The Monotheistic Cell Or Reports from Fiction

Translated by Michael Turnbull

Published: 11.06.2017

DE

Around 2007 I had the idea of making a feature film about a German woman who is kidnapped in Iraq. It was supposed to be a chamber piece, shot on two intradiegetic cameras: the video camera of the abductors, with which they alternately monitor their hostages and make propaganda videos, and the video camera with which the Federal Intelligence Service agent documents his interrogation of the hostages after their release. The title was going to be The Monotheistic Cell, aligning a theological and a secret service space.
At about the same time my college friend Ravin was planning to make a feature film in northern Iraq. I used the opportunity and traveled there with him to help with the film’s preparations. The Ministry of Culture of the KRG (Kurdish Regional Government of the autonomous region of Kurdistan in Iraq) had agreed to fund Ravin’s project, but only on condition that money also came from Europe. I was supposed to play the German producer (or at least his representative) who was interested in putting money into the project and for this reason wanted to look into local locations, logistics, and so forth.
_ _ _ _
> [Written instruction A]
Render the records as a Markdown table with the columns "Row" and "Line", taking everything from the line containing "Look at the photo above. For every instance of the chain" down to the end of the records and skipping blank lines.
_ _ _ _
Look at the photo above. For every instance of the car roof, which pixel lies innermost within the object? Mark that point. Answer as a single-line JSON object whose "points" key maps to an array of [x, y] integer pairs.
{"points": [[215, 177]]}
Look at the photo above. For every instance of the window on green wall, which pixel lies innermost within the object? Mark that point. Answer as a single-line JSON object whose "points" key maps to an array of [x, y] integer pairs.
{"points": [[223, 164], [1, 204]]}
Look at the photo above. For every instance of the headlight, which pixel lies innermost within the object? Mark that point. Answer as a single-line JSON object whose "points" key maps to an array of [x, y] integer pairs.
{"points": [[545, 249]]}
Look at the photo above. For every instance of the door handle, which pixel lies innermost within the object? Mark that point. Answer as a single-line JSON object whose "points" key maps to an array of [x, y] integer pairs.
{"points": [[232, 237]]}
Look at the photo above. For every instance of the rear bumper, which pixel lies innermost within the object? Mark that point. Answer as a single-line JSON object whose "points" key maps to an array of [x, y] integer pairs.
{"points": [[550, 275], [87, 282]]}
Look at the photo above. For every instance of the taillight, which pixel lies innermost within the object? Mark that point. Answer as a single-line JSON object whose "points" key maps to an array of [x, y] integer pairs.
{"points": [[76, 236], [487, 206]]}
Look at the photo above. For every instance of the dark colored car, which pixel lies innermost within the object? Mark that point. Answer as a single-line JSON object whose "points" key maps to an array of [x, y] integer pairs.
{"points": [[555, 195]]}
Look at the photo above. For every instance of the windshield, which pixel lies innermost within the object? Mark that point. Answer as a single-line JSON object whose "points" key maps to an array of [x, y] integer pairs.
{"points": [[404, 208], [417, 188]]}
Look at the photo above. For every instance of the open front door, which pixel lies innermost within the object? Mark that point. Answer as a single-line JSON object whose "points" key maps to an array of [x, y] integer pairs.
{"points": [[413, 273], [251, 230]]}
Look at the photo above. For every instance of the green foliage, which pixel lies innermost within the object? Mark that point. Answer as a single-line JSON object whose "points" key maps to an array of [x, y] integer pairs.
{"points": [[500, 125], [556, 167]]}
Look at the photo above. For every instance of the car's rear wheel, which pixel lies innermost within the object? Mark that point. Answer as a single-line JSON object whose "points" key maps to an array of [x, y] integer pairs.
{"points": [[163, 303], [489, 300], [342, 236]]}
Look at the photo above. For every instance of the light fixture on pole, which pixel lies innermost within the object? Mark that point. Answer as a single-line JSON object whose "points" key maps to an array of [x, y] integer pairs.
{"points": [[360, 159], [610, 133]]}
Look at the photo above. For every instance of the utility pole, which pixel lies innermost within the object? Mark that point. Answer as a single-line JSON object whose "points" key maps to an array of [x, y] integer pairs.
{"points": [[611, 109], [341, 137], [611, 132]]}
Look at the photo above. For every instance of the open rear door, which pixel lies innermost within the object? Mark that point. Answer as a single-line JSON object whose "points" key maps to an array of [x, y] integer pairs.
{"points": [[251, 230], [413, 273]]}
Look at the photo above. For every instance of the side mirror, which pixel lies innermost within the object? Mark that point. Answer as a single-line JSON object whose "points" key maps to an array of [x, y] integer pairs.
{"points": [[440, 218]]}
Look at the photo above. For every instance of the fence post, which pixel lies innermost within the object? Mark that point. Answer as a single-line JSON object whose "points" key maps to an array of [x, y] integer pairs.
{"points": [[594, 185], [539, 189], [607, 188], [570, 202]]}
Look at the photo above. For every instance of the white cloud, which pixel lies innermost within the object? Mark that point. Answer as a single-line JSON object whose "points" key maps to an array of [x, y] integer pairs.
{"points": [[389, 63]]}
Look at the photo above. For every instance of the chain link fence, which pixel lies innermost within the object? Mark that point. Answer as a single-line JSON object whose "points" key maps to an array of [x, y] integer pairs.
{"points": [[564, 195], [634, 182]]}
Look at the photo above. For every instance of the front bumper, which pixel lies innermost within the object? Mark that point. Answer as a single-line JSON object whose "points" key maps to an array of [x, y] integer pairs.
_ _ _ _
> [Written instruction B]
Return the full excerpt about the planned Iraq film, word for word and unchanged.

> [Full answer A]
| Row | Line |
|---|---|
| 1 | Look at the photo above. For every instance of the chain link fence, which pixel lies innermost within the object? Mark that point. Answer as a single-line JSON object whose "points" key maps to an array of [x, y] integer pairs. |
| 2 | {"points": [[564, 195], [634, 182]]} |
| 3 | Look at the photo above. For every instance of the front bumper, which pixel lies innermost within the object? Mark that point. Answer as a single-line JSON object whose "points" key maps to an array of [x, y] integer pairs. |

> [Full answer B]
The Monotheistic Cell Or Reports from Fiction

Translated by Michael Turnbull

Published: 11.06.2017

DE

Around 2007 I had the idea of making a feature film about a German woman who is kidnapped in Iraq. It was supposed to be a chamber piece, shot on two intradiegetic cameras: the video camera of the abductors, with which they alternately monitor their hostages and make propaganda videos, and the video camera with which the Federal Intelligence Service agent documents his interrogation of the hostages after their release. The title was going to be The Monotheistic Cell, aligning a theological and a secret service space.
At about the same time my college friend Ravin was planning to make a feature film in northern Iraq. I used the opportunity and traveled there with him to help with the film’s preparations. The Ministry of Culture of the KRG (Kurdish Regional Government of the autonomous region of Kurdistan in Iraq) had agreed to fund Ravin’s project, but only on condition that money also came from Europe. I was supposed to play the German producer (or at least his representative) who was interested in putting money into the project and for this reason wanted to look into local locations, logistics, and so forth.